## Task brief
Each line of the records containing "sample" is to be copied out and returned.

---------- Records provided ----------

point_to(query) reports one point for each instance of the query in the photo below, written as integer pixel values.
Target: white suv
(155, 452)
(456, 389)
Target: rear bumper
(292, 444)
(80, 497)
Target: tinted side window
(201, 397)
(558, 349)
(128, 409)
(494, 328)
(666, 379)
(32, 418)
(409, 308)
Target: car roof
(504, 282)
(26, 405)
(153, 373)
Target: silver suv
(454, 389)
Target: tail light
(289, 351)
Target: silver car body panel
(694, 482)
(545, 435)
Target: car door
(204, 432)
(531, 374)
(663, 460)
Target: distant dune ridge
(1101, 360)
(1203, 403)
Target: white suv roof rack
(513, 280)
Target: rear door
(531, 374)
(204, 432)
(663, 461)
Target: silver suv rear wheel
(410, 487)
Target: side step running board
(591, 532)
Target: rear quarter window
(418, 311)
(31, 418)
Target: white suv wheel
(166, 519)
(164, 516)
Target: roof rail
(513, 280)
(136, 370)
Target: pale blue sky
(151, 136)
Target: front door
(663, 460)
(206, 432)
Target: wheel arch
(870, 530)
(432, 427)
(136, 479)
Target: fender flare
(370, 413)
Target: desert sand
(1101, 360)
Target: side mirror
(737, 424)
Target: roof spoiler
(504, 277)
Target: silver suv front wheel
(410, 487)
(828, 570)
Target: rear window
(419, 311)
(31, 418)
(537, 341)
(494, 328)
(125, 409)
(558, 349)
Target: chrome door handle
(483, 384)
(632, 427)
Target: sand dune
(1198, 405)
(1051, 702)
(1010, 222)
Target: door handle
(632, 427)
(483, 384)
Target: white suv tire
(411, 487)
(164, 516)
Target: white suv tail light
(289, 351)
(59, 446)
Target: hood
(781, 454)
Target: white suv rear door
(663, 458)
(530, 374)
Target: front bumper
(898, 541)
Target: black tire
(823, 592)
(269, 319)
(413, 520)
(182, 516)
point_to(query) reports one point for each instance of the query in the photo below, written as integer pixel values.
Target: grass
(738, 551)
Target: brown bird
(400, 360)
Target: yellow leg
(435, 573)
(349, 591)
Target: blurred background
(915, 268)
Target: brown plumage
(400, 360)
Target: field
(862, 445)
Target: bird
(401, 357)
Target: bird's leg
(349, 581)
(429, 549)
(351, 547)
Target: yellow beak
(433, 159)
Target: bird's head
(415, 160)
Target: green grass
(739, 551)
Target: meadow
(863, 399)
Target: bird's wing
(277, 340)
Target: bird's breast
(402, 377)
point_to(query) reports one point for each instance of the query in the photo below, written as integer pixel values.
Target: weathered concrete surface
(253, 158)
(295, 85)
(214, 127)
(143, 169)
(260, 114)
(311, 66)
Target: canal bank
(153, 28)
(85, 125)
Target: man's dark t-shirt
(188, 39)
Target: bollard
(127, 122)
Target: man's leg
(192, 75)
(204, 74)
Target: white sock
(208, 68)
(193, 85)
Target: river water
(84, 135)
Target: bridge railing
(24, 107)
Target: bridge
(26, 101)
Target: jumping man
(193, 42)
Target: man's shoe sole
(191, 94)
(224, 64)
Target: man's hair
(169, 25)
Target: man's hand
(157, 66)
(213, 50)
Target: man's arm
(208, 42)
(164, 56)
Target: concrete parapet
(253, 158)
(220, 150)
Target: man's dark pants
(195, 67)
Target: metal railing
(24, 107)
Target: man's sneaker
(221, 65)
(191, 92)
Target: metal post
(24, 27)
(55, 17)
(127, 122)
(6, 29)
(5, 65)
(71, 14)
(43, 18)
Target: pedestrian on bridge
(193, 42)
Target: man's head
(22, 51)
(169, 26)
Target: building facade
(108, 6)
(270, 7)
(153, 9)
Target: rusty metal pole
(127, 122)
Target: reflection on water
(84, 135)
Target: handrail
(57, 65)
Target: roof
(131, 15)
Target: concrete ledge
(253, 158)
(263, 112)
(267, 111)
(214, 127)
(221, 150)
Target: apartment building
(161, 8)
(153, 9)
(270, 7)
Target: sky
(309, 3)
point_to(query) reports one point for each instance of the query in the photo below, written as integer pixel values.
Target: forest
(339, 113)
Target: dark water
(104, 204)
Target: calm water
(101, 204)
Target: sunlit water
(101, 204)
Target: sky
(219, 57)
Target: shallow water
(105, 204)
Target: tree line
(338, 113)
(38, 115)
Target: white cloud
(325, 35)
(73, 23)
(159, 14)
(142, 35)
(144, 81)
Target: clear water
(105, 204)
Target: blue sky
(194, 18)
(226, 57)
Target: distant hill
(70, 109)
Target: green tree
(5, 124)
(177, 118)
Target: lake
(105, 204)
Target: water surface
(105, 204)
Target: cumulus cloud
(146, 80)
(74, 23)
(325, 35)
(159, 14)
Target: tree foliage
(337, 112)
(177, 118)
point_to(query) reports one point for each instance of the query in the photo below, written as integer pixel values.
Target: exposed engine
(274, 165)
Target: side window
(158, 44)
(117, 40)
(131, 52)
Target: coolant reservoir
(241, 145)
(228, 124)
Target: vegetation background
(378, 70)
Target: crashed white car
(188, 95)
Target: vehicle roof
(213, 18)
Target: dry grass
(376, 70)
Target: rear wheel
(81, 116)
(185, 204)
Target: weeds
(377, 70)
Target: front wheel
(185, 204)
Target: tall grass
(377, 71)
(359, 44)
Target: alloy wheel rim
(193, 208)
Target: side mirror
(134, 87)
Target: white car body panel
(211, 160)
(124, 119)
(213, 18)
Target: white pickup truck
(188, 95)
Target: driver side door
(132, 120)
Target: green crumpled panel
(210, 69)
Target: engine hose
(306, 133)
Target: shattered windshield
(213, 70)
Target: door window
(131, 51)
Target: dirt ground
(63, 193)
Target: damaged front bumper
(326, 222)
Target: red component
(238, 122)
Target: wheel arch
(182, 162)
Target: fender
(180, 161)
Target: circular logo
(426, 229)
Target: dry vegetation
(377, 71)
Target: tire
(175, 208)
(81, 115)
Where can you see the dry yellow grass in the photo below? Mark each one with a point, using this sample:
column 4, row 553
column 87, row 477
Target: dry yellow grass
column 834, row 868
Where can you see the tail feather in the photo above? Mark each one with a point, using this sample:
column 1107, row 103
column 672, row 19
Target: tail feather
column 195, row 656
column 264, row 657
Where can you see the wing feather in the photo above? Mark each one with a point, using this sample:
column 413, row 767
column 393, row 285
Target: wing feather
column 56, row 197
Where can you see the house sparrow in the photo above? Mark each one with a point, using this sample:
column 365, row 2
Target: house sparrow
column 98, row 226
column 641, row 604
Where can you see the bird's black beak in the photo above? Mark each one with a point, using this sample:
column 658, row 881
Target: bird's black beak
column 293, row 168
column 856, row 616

----------

## Response
Where can you see the dry yellow grass in the photo below? Mark each one with a point, using this sample:
Where can you see the tail feather in the photo above? Mark each one with a point, using this sample:
Where can you see the wing feather in the photo above? Mark each one with a point, using this sample:
Where can you see the house sparrow in the photo above? Mark each one with a point, using this sample:
Where can you see the bird's black beak in the photo above? Mark each one with a point, using this sample:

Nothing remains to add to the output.